_Your objective:_ Begin with the line containing "the white six-panel" and reproduce it and all later lines exactly, through the last line of the records. Add nothing else.

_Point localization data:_
————————

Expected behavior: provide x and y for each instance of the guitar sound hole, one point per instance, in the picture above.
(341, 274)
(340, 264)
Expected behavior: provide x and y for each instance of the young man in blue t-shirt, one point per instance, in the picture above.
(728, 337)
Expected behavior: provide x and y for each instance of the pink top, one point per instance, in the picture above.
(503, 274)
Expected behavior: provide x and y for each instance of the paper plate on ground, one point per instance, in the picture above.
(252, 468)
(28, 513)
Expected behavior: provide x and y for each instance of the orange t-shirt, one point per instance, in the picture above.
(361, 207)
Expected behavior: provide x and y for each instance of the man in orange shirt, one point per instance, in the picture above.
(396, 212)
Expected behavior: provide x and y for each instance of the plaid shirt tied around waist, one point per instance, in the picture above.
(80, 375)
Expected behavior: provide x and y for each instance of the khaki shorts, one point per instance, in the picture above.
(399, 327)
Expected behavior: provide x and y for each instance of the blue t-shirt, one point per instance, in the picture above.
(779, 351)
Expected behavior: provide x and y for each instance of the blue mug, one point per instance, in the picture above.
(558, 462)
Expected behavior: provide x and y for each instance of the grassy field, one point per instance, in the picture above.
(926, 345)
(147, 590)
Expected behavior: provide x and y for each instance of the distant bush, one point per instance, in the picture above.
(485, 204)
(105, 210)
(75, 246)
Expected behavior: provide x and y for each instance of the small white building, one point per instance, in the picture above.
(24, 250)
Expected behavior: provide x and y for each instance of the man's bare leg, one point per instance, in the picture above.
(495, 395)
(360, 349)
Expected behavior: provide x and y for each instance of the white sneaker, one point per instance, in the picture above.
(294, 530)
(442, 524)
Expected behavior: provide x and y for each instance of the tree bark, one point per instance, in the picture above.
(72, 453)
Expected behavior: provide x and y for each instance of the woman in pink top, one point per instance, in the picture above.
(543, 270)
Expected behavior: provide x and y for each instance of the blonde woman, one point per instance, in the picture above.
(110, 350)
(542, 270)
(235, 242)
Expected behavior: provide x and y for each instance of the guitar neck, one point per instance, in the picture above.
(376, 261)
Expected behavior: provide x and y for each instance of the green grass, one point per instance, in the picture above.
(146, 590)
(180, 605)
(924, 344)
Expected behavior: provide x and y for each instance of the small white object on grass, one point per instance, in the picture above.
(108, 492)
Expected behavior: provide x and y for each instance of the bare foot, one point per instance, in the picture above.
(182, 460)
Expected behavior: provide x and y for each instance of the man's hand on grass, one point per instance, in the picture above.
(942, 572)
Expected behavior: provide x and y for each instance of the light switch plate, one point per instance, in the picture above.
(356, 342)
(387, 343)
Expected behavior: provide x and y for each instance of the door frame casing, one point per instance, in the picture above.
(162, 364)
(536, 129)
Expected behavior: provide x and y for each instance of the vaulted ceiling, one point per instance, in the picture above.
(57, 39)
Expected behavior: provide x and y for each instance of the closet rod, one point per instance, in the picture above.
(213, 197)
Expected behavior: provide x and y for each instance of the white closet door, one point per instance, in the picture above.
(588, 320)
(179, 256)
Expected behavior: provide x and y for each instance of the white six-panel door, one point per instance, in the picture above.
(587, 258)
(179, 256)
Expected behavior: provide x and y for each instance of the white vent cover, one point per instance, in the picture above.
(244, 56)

————————

_Answer area:_
Expected behavior: provide x and y for each instance of the white six-panel door, one point per instance, in the picture above.
(587, 258)
(179, 256)
Expected behavior: provide x and y for each instance of the white vent cover, one point per instance, in the picture above.
(244, 56)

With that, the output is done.